──────── Supplied information

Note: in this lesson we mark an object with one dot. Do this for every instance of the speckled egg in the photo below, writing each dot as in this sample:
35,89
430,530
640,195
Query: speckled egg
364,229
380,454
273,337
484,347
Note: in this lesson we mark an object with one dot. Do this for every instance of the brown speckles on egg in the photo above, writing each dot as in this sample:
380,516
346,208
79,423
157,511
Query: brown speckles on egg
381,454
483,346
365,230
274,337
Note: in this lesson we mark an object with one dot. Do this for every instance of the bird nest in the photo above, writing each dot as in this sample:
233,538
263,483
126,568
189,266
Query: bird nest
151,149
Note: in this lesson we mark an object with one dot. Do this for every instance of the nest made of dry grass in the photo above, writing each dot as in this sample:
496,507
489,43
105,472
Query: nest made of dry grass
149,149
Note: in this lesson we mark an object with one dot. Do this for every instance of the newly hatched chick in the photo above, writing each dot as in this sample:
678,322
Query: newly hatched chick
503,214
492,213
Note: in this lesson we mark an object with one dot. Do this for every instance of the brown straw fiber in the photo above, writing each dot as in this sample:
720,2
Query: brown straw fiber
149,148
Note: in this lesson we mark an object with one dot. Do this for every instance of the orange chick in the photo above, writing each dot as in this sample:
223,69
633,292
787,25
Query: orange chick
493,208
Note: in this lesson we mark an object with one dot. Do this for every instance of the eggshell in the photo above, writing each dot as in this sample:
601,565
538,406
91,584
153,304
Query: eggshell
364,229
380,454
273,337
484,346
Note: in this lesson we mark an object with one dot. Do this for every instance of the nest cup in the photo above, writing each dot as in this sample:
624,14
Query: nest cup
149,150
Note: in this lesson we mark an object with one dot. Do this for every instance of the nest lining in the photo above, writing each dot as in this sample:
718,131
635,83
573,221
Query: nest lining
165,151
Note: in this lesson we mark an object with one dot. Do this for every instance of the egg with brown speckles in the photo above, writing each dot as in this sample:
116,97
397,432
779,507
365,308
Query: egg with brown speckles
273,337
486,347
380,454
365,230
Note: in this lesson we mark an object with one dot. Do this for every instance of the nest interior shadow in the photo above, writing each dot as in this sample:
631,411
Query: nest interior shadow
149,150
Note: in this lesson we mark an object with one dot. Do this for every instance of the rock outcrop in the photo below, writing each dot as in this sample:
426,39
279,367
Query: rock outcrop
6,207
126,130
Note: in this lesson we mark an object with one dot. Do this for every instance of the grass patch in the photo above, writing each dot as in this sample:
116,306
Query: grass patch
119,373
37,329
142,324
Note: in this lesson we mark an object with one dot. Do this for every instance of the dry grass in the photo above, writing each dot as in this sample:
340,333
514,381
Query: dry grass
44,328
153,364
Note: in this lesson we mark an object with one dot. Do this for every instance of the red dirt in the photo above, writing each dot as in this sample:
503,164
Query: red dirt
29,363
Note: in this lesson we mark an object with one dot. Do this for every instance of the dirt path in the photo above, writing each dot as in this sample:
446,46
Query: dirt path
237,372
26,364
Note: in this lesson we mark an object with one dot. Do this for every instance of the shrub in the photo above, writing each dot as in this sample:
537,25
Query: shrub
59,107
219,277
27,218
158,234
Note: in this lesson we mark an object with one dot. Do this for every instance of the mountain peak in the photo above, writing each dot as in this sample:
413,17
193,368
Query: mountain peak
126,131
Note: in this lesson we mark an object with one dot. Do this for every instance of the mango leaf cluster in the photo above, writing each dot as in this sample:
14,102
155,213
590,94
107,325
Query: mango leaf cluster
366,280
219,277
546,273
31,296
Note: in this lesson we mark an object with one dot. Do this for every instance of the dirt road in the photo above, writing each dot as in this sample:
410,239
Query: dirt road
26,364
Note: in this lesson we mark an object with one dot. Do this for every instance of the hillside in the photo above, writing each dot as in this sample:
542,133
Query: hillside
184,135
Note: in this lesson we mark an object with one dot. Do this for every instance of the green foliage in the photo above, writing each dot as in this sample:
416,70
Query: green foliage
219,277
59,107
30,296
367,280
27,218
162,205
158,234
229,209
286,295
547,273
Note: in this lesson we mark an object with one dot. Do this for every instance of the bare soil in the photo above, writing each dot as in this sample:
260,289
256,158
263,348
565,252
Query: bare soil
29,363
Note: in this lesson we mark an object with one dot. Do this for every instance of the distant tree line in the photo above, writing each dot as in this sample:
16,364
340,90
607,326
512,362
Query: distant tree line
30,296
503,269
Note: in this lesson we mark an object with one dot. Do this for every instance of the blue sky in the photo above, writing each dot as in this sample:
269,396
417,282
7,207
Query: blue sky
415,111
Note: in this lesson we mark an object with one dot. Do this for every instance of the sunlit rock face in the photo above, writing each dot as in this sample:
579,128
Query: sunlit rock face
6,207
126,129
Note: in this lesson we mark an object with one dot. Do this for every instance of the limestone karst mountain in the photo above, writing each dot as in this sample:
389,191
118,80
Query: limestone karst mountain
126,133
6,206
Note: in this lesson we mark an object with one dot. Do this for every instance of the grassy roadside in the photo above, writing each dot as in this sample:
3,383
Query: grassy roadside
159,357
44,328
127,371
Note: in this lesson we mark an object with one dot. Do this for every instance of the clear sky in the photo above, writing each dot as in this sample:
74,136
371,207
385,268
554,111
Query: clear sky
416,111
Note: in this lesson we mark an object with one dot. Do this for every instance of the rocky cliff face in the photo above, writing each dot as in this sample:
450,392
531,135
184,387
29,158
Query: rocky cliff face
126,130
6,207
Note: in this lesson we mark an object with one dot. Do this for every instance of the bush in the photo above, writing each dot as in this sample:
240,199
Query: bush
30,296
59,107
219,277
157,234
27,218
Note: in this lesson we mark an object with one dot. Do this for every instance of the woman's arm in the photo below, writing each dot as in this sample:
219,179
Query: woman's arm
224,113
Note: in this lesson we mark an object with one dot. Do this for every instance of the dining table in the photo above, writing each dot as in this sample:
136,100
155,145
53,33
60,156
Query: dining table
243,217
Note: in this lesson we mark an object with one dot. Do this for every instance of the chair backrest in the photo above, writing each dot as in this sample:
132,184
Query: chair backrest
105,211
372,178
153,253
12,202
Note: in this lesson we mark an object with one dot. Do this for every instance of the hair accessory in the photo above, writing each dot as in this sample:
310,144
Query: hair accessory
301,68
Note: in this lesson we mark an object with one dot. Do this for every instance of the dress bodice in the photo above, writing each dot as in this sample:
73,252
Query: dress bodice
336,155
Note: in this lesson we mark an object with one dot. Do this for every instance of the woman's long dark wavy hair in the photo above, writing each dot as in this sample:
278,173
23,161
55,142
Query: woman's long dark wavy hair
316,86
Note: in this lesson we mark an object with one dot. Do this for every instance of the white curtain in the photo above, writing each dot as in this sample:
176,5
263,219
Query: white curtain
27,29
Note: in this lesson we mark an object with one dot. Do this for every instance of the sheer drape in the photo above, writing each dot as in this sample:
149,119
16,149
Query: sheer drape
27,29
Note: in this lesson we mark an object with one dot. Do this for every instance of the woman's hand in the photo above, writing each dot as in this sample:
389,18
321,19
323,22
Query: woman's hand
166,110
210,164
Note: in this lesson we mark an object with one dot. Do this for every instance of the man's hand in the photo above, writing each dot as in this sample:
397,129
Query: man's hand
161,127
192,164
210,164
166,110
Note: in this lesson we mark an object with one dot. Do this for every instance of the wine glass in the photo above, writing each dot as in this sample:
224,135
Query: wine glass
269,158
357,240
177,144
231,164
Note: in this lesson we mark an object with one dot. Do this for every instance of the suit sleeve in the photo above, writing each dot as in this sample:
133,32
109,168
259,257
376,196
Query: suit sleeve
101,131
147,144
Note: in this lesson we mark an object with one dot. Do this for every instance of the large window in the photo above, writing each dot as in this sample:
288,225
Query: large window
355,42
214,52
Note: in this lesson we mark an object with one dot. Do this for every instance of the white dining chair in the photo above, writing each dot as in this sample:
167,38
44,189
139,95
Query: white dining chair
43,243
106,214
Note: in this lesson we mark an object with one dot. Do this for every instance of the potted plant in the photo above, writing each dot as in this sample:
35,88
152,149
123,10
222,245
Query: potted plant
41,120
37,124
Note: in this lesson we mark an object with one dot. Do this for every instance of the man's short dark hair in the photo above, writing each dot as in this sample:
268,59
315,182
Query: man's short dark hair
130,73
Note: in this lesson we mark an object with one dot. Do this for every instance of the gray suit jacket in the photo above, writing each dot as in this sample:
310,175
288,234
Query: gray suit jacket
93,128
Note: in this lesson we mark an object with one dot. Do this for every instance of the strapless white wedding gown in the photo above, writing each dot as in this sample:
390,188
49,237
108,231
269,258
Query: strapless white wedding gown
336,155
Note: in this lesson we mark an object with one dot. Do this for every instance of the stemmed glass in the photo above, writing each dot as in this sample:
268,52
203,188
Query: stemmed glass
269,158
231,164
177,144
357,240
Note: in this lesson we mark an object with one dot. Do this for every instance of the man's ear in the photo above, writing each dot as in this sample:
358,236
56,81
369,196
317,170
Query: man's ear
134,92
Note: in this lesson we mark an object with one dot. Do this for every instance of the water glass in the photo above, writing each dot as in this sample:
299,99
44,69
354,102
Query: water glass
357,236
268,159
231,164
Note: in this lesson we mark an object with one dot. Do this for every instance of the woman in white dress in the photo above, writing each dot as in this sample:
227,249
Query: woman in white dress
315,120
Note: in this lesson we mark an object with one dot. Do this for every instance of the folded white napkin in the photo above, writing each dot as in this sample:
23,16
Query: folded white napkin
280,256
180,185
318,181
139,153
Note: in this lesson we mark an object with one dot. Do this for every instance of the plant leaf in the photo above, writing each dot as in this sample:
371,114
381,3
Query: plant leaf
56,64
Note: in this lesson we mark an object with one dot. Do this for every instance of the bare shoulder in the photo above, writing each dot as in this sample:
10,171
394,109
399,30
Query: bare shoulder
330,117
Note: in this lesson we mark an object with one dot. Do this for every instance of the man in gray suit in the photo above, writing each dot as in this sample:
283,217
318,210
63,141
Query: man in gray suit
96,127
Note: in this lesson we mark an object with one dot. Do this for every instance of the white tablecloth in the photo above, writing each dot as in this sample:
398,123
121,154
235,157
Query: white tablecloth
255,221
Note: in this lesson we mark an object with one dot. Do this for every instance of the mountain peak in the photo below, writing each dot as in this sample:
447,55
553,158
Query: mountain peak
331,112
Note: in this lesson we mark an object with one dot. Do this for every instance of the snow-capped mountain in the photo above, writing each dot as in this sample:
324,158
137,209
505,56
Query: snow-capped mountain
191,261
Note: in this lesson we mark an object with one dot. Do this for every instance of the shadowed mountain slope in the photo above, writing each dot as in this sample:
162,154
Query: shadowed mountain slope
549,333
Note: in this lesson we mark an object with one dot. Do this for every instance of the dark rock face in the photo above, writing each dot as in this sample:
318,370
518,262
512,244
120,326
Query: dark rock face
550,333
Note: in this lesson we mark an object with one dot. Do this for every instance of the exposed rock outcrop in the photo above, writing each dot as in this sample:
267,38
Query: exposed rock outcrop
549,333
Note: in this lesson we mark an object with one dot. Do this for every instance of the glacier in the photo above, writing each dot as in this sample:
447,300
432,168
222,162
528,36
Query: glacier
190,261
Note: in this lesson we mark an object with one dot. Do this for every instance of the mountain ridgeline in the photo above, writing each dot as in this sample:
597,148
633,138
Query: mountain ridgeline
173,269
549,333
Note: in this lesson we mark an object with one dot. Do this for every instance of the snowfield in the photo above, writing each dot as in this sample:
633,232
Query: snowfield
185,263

────────────────

(Exercise directions): Include both ends. Return the line holding "of the glacier" and all lines after it in the records above, exactly as written.

(The answer):
Note: in this lesson we mark an object with one dot. Do this for every instance of the glacier in the photo above, writing each dot as in this sample:
447,300
432,168
222,162
528,36
Query: glacier
190,261
Note: in this lesson we mark an object with one dot. Do this for every instance of the mountain ridgeline in the photo above, writing each dot as in this sample:
597,148
633,138
Query: mountain ridgeline
173,269
549,333
Note: in this lesson we mark an object with one dot. Do this for every instance of the snowfield in the photo above, writing each dot as in this sample:
633,232
Query: snowfield
185,263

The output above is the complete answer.